▶ _SOURCE DATA_:
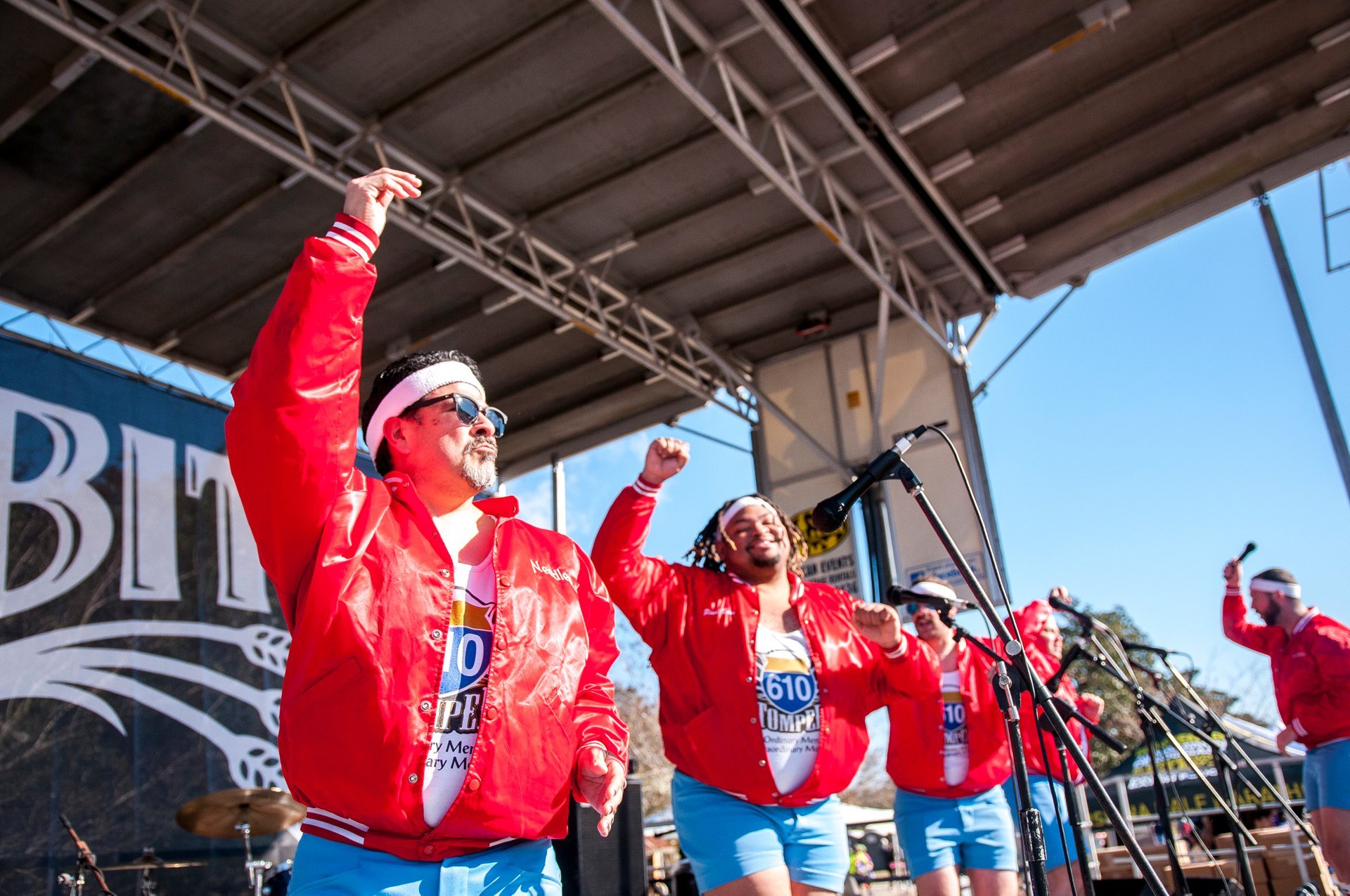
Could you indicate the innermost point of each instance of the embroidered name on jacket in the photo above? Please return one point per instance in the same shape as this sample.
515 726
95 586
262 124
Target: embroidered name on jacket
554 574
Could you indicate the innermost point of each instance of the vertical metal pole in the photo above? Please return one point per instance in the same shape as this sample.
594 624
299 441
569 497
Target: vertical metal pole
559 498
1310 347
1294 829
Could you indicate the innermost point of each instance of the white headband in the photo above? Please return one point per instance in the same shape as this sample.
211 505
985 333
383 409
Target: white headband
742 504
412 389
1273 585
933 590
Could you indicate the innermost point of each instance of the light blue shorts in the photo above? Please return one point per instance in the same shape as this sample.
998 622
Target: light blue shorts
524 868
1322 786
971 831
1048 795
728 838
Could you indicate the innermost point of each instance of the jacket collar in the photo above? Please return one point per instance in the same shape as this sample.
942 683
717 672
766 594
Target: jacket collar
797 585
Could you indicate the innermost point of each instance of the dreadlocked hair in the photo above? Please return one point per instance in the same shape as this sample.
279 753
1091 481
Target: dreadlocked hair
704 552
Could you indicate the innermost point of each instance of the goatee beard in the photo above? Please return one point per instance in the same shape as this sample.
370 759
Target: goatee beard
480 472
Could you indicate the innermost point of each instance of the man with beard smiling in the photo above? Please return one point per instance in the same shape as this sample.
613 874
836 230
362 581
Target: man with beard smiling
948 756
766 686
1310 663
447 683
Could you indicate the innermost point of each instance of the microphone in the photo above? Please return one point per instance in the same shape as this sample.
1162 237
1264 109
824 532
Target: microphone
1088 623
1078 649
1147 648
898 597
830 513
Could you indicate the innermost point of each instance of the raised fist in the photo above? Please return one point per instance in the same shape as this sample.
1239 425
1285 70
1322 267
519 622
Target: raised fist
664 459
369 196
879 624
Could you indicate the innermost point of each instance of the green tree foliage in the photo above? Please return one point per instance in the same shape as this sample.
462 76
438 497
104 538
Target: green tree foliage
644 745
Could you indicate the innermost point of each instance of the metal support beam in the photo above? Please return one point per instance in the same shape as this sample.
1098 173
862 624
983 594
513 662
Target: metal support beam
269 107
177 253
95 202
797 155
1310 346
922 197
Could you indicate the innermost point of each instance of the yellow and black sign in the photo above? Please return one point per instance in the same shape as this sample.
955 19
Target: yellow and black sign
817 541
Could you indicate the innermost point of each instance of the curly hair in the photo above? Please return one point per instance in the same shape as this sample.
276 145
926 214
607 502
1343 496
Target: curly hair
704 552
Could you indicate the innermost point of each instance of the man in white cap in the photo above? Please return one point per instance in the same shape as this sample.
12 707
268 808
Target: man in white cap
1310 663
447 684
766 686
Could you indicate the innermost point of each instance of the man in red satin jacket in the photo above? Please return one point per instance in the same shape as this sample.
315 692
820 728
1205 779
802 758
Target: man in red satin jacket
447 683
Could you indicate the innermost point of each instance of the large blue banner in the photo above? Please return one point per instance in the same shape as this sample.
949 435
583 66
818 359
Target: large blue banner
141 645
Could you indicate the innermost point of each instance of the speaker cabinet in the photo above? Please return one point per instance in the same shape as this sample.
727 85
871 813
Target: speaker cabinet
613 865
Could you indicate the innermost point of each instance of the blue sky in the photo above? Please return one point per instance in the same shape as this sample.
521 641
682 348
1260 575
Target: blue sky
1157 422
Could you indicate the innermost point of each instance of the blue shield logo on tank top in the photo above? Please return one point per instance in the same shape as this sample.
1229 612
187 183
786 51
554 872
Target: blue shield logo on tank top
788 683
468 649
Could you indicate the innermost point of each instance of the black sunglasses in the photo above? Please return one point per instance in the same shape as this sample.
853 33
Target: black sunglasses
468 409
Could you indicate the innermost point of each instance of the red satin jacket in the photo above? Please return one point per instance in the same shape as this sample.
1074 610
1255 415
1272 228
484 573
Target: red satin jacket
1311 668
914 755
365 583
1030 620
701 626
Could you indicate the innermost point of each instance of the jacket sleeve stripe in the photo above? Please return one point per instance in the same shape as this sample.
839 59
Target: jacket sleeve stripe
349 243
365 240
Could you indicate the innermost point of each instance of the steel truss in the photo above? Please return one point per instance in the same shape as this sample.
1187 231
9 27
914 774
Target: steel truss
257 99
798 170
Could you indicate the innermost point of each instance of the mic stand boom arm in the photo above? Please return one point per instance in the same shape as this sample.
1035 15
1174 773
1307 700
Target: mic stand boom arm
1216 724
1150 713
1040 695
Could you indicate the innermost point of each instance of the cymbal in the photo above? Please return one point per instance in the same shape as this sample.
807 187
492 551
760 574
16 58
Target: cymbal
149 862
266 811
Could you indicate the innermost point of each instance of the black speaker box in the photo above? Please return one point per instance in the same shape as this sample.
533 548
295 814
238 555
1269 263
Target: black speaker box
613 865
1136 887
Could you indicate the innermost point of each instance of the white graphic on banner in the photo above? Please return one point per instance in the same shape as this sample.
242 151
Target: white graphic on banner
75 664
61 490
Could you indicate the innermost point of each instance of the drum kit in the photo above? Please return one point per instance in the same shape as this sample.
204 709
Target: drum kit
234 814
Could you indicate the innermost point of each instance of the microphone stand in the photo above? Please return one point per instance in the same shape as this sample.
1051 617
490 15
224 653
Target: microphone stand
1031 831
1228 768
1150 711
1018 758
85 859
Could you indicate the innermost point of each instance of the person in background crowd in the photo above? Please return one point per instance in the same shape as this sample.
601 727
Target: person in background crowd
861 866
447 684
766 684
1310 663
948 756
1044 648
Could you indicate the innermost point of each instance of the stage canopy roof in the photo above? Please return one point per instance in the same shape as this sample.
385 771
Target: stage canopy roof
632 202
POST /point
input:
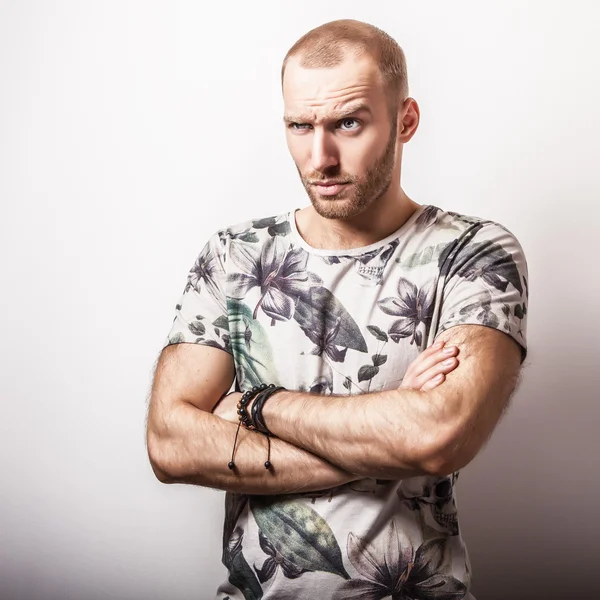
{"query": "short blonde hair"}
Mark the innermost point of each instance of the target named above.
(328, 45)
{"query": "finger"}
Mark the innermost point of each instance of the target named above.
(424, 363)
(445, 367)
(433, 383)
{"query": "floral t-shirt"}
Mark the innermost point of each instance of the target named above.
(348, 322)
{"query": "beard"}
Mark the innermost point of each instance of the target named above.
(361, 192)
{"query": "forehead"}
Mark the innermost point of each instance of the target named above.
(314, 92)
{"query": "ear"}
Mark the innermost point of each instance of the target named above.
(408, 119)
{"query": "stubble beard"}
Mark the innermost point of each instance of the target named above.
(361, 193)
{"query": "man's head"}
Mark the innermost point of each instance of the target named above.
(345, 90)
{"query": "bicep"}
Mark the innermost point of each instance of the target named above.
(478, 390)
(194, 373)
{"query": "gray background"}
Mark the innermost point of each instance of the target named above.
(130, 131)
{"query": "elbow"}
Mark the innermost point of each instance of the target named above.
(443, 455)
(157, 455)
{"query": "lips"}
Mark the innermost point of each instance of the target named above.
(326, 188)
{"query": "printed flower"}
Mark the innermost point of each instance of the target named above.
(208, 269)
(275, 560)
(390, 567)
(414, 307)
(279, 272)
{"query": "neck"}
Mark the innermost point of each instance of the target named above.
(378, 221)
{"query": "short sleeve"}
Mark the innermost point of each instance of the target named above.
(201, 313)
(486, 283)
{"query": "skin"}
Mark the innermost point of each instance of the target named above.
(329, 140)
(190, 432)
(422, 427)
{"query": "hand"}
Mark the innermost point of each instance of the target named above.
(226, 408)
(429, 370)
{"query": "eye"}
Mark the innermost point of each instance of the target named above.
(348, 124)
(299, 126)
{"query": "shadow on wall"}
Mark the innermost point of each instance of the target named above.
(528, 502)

...

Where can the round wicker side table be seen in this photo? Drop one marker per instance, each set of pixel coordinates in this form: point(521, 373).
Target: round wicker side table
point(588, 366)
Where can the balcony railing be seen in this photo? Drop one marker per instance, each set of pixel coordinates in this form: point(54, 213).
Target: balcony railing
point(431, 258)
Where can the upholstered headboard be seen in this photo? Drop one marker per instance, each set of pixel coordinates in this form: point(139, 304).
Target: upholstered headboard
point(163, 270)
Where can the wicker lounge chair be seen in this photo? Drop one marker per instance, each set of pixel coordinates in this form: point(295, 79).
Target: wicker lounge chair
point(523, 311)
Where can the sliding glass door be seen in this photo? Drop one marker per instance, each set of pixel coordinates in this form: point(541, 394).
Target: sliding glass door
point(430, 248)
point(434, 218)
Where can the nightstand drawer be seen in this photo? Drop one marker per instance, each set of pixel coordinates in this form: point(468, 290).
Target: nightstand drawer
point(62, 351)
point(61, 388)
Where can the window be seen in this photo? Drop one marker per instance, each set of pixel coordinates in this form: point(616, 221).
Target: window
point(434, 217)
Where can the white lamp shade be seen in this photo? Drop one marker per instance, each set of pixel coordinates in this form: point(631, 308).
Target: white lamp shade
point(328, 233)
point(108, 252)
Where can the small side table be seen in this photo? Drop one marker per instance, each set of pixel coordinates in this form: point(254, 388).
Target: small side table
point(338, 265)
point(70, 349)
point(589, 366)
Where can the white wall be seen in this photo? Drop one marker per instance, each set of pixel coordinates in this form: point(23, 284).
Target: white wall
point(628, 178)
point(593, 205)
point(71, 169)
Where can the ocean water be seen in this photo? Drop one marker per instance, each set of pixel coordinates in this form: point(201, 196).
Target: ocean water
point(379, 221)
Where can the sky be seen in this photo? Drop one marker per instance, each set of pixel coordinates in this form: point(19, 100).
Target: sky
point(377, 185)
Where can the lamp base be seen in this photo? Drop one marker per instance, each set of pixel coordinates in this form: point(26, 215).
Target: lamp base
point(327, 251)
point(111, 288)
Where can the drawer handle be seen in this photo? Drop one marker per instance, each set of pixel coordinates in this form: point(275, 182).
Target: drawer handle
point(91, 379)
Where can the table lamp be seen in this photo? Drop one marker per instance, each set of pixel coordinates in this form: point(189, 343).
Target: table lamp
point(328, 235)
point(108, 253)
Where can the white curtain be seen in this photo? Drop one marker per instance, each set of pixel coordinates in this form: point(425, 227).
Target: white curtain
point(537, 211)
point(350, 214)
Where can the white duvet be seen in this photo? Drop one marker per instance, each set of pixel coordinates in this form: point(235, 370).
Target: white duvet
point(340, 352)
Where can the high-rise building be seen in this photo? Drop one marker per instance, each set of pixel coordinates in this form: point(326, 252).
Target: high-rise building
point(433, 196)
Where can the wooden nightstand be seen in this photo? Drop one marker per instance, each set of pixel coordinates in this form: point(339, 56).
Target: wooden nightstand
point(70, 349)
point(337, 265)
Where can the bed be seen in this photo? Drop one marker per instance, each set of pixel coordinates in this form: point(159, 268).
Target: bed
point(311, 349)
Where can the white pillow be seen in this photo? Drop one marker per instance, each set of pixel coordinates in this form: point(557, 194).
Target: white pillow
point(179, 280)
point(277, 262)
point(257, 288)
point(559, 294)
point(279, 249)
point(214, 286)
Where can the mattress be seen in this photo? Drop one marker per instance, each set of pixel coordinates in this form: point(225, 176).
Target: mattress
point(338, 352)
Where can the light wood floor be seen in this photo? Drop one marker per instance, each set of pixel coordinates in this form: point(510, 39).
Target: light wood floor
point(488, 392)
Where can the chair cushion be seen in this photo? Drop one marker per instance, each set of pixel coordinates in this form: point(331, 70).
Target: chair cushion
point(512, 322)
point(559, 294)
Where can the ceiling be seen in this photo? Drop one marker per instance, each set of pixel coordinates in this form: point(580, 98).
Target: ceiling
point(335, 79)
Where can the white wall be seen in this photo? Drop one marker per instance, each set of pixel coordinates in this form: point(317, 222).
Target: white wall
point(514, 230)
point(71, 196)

---

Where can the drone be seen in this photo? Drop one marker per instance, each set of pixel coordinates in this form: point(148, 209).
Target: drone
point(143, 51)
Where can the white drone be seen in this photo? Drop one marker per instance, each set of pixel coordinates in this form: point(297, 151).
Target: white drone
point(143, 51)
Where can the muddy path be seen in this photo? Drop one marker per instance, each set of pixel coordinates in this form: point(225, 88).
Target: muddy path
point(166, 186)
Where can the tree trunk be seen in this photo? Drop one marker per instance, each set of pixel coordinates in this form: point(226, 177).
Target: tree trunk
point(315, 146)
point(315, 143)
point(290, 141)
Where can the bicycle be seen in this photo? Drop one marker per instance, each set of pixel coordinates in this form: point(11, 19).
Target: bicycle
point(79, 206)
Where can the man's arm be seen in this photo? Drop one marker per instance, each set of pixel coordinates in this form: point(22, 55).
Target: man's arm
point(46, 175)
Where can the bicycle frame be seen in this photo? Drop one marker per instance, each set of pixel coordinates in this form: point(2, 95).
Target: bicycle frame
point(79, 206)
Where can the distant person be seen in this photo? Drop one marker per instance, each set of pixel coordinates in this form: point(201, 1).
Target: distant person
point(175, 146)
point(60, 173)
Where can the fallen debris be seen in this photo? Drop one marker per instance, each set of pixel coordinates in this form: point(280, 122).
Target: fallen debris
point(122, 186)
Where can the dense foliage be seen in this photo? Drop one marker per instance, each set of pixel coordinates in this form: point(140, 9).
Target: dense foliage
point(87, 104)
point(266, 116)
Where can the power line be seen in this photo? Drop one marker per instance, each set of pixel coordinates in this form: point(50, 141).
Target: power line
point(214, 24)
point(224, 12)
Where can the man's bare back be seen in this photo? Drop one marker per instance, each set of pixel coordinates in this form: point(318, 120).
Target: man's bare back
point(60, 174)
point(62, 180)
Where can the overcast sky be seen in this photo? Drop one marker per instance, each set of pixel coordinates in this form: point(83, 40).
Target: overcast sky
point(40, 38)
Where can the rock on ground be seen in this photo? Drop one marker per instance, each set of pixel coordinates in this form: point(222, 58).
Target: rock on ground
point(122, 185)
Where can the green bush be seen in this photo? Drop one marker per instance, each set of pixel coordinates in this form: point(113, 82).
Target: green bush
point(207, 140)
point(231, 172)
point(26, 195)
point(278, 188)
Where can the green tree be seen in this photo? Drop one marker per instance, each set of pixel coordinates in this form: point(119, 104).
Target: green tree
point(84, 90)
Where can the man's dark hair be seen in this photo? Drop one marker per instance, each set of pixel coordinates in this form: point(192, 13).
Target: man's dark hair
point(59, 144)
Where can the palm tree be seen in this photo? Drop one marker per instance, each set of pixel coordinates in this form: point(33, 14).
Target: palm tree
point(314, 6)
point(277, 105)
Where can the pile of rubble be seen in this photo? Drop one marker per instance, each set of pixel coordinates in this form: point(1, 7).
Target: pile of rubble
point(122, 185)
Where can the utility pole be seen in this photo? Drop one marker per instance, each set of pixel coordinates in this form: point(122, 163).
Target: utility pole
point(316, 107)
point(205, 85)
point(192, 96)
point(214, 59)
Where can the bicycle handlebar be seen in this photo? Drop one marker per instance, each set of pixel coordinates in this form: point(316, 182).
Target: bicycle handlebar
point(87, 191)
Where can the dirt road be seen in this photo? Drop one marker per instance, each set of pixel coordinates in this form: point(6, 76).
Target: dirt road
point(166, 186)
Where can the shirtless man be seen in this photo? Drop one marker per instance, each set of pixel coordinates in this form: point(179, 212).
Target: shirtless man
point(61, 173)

▶ _EXERCISE BRIEF_:
Given the records above, restate word for word only the lines starting at the one with "Target: window" and ending at the one with "Where can the lamp".

▶ _OUTPUT_:
Target: window
point(434, 217)
Where can the white lamp shade be seen in this photo? Drop one marker per instance, each set of pixel coordinates in this form: point(631, 308).
Target: white lamp shade
point(328, 233)
point(108, 252)
Where can the small side table be seen in this photo? Drop one marker per instance, each set of pixel coordinates in this form: point(254, 388).
Target: small side table
point(338, 265)
point(70, 349)
point(589, 366)
Where can the white wall be seen in this photo? Drop one marker per instance, each set of pixel coordinates in this form: point(23, 284).
Target: white wall
point(628, 178)
point(593, 205)
point(71, 169)
Where can the ocean water be seen in this photo? Drop one marker per instance, each set of pixel coordinates in this form: point(201, 196).
Target: ocean water
point(379, 221)
Where can the sky be seen in this photo? Drop one marker per instance, each set of pixel coordinates in this form: point(19, 100).
Target: sky
point(377, 185)
Where can the lamp base be seen in this photo? Drop one marker per instance, each set of pixel coordinates in this form: point(26, 215).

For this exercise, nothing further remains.